=== DATA FOR ANALYSIS ===

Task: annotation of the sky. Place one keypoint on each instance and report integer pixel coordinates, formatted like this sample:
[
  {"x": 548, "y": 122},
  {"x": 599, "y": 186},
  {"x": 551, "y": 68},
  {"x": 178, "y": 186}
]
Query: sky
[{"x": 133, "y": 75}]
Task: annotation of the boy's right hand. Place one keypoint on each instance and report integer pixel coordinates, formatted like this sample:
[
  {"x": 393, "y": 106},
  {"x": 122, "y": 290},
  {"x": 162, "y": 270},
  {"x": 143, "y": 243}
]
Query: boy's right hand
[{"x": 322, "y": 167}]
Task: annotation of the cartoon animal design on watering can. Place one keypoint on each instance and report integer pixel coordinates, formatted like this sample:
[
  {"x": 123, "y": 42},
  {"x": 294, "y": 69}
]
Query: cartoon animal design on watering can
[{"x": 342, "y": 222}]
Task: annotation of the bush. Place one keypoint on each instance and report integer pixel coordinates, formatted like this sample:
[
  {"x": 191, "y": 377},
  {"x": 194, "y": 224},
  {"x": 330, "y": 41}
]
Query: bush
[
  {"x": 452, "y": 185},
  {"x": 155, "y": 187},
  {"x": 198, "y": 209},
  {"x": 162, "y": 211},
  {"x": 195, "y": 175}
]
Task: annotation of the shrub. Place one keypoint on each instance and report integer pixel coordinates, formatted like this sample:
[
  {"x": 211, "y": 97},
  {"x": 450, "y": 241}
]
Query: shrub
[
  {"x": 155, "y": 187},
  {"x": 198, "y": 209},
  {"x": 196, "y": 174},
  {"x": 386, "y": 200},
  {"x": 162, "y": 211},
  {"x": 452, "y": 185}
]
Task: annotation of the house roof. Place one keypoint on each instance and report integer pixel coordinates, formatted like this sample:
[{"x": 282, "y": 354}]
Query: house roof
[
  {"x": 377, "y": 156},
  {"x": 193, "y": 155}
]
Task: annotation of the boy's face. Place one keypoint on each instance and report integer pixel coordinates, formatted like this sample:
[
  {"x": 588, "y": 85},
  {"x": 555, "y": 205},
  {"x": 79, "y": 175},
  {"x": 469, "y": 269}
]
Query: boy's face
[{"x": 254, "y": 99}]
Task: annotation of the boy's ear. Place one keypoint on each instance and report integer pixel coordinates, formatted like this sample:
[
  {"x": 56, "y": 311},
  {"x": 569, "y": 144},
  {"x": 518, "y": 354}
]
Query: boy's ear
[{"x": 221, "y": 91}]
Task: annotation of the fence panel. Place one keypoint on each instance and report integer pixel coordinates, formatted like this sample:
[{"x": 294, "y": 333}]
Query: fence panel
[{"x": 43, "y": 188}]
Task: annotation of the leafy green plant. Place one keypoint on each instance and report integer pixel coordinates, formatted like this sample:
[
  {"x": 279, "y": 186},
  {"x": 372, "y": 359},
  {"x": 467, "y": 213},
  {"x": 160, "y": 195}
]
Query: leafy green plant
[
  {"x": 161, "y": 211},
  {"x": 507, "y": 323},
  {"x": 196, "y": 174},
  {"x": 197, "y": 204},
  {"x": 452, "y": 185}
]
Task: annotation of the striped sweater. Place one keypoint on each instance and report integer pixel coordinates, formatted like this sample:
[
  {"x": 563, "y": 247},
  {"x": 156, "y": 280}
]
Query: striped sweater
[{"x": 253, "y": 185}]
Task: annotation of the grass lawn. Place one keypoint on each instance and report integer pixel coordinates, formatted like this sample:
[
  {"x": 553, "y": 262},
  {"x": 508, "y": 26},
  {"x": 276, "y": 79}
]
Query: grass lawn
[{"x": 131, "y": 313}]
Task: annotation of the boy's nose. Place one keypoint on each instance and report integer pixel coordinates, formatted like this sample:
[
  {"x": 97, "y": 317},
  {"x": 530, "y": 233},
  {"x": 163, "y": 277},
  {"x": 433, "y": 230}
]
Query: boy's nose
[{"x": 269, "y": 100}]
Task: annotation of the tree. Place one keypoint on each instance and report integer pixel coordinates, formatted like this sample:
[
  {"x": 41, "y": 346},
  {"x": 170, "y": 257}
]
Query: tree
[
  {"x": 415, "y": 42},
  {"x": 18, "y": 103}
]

===

TASK OBJECTIVE -> Exactly as written, output the material once more.

OUTPUT BELOW ->
Task: annotation of the sky. Place one keypoint on each instance and report integer pixel coordinates, formatted like this sample:
[
  {"x": 548, "y": 122},
  {"x": 599, "y": 186},
  {"x": 551, "y": 68},
  {"x": 178, "y": 186}
]
Query: sky
[{"x": 133, "y": 75}]
Task: annotation of the boy's right hand. Place one keypoint on each instance and report integer pixel coordinates, formatted like this sample:
[
  {"x": 393, "y": 106},
  {"x": 122, "y": 290},
  {"x": 162, "y": 270},
  {"x": 143, "y": 243}
]
Query: boy's right hand
[{"x": 322, "y": 167}]
Task: annotation of the cartoon animal design on watering can. Place one keypoint on each instance and report integer pixel coordinates, formatted like this sample:
[
  {"x": 123, "y": 42},
  {"x": 294, "y": 69}
]
Query: cartoon animal design on watering can
[{"x": 342, "y": 222}]
Task: annotation of the bush. Place one keypoint on each instance and report integer pixel coordinates, formatted like this sample:
[
  {"x": 191, "y": 377},
  {"x": 194, "y": 224},
  {"x": 330, "y": 41}
]
Query: bush
[
  {"x": 452, "y": 185},
  {"x": 155, "y": 187},
  {"x": 198, "y": 209},
  {"x": 162, "y": 211},
  {"x": 195, "y": 175}
]
Task: annotation of the shrub. Place one keypoint on each instance and report integer pixel coordinates, formatted like this sample:
[
  {"x": 211, "y": 97},
  {"x": 450, "y": 241}
]
Query: shrub
[
  {"x": 155, "y": 187},
  {"x": 198, "y": 209},
  {"x": 196, "y": 174},
  {"x": 386, "y": 200},
  {"x": 162, "y": 211},
  {"x": 452, "y": 185}
]
Task: annotation of the house roof. Place one keypoint on each instance and report integer pixel coordinates, formatted like this sample:
[{"x": 282, "y": 354}]
Query: house roof
[
  {"x": 377, "y": 156},
  {"x": 193, "y": 155}
]
Task: annotation of the boy's face. Place one keypoint on each instance and report integer pixel coordinates, formatted like this sample:
[
  {"x": 588, "y": 85},
  {"x": 555, "y": 205},
  {"x": 79, "y": 175},
  {"x": 469, "y": 269}
]
Query: boy's face
[{"x": 254, "y": 99}]
Task: annotation of the boy's ear. Place one keypoint on each instance and report integer pixel coordinates, formatted like this sample:
[
  {"x": 56, "y": 311},
  {"x": 569, "y": 144},
  {"x": 518, "y": 354}
]
Query: boy's ear
[{"x": 221, "y": 91}]
Task: annotation of the fence panel. Place one keypoint on each instance and report integer pixel coordinates, formatted like this sample:
[{"x": 294, "y": 333}]
Query: fence panel
[{"x": 43, "y": 188}]
Task: annotation of the leafy green plant. Place one keypoint on each instance and report integer pixel coordinates, formatted like this sample:
[
  {"x": 279, "y": 186},
  {"x": 372, "y": 359},
  {"x": 467, "y": 213},
  {"x": 160, "y": 195}
]
Query: leafy green plant
[
  {"x": 161, "y": 211},
  {"x": 507, "y": 323},
  {"x": 196, "y": 174},
  {"x": 197, "y": 204},
  {"x": 452, "y": 185}
]
Task: annotation of the striped sweater. Place one keypoint on each instance and report integer pixel coordinates, formatted like this sample:
[
  {"x": 563, "y": 247},
  {"x": 156, "y": 280}
]
Query: striped sweater
[{"x": 253, "y": 185}]
Task: annotation of the grass lawn. Place one keypoint on each instance and report integer pixel coordinates, formatted like this sample:
[
  {"x": 553, "y": 262},
  {"x": 508, "y": 26},
  {"x": 276, "y": 79}
]
Query: grass lawn
[{"x": 131, "y": 313}]
Task: annotation of the boy's nose. Place one keypoint on each instance and report integer pixel coordinates, formatted like this sample:
[
  {"x": 97, "y": 317},
  {"x": 530, "y": 233},
  {"x": 163, "y": 277},
  {"x": 433, "y": 230}
]
Query: boy's nose
[{"x": 269, "y": 100}]
Task: annotation of the tree. Place one keypoint on each instance and report integer pixel coordinates, formatted like this sample:
[
  {"x": 41, "y": 346},
  {"x": 170, "y": 257}
]
Query: tree
[
  {"x": 415, "y": 42},
  {"x": 18, "y": 103}
]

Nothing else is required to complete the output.